* **PAGE TEXT**:
/---

Re: XML Conformance Levels [Was: ERB Decisions of March 26th]
I suspect that I am in danger using the WG as a learning experience :-), but
the last two mails [Paul Prescod and Alex Milowski] have clarified things a
lot. I accept (partly on faith)
that groves + DSSSL + Java is probably the 'right' way to do what I want to do.
What the WG should take from my postings is the sort of way that a newcomer
may react (and if XML is to be successful then we want a lot of newcomers).
There are (at least) these obvious arguments for different levels in the
- a given application doesn't need the whole power. Thus it is a
legitimate part of XML simply to transport and minimally
render well-formed documents.
- the implementors cannot manage to get the whole lot working at the
start (or don't feel it's cost effective).
- the 'users' (authors and readers) need to be educated in stages.
It's the last of these that I am concerned about at present. I am impressed
by the amount of software that is tracking the likely spec, and I suspect that
some impressive tools will be available. But it *does* take time to learn
new tricks. It's taken me at least two years to learn SGML and the power
of structured documents. I remember hearing that it takes 6 months to learn
C++ if you have a friend and 12 if you haven't. It took me longer than that :-)
As I said I don't want to be unkind to my colleagues, but I think they are
typical of many disciplines that *could* make use of XML. It's clear that
the advanced SGML community is already capable of leading - as shown by the
members of the WG. However, my experience further away is:
- people like HTML; they're not frightened of it. IMO the biggest
selling point for XML is that it looks visually like HTML :-)
- SGML is a much underestimated part of the publishing process. I
sit on an e-journal committee and the SGML 'markup' is
*done by the printers* (and there are frequent complaints
that's it's incorrect). The concept of a structured document
doesn't really exist.
- progress is normally slow, in small linked steps. So, for example,
the move from FORTRAN to C is still taking place. People
'write in C++' but there is no discipline-specific reusable
software and many are still writing FORTRAN-like programs.

\---

* **DATA PROVIDED**:
/---

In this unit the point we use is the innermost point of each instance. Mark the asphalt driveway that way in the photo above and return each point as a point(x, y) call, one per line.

\---

* **WHAT THIS EXERCISE ASKS**:
- a) Answer these from the post on XML conformance levels:
(i) How long does the writer say it took to learn SGML and the power of structured documents?
(ii) On the e-journal committee the writer sits on, who does the SGML markup?
(iii) From which language does the writer say the move to C is still taking place?
- b) Carry on the post on XML conformance levels from where it stops.
The material has no connection to the mailing-list post on XML conformance levels.

* **WRITTEN RESPONSES**:
- a)
(i) At least two years.
(ii) The printers.
(iii) FORTRAN.

- b)
- document standards are non-existent. Even when there is published
documentation many people simply guess from examples, without
reading the manuals.
I therefore think that for people to realise that they need to learn XML
(the easiest bit), XML-LINK (harder), XML-STYLE (presumably harder), DSSSL,
groves is going to take a good deal of time. And I'm talking about the
potential implementors (of which there aren't a lot in my area).
So my request is that whatever emerges must be assimilatable in small steps,
rather than having to buy everything at once.
Having said that, you've convinced me that later in the year DSSSL is worth
looking at. I'm delighted to hear that the objects that I have developed
in Java can be bolted onto it, so I'll bash away at those for the moment :-)
> > Probably. Stylesheets are seen as publishers' tools or beautifiers for
> > display. They are not seen as things which transform documents in a
> > discipline-relevant manner.
> Transformation are part of DSSSL as well. ...but they are a different part of
> the standard. What does "discipline-relevant" mean?
The key words were 'seen as'. Our transformations would be things like
inputting a molecule into a simulation and getting an array of eigenvalues
out. This probably can be done under DSSSL, but no one would think of doing
it that way. Some legacy systems have several million lines of code.
> No. This is a common misconception about DSSSL. The result of applying a
> DSSSL stylesheet is a flowobject tree (or event stream as in Jade--an
> equivalent construct). A flowobject is a "thing" that has properties. Thus,
> if your application flowobject has a "mouse-up" property, you can specify
> what to do with that property.
This sounds promising. I look forward to some examples and maybe progress
will be rapid.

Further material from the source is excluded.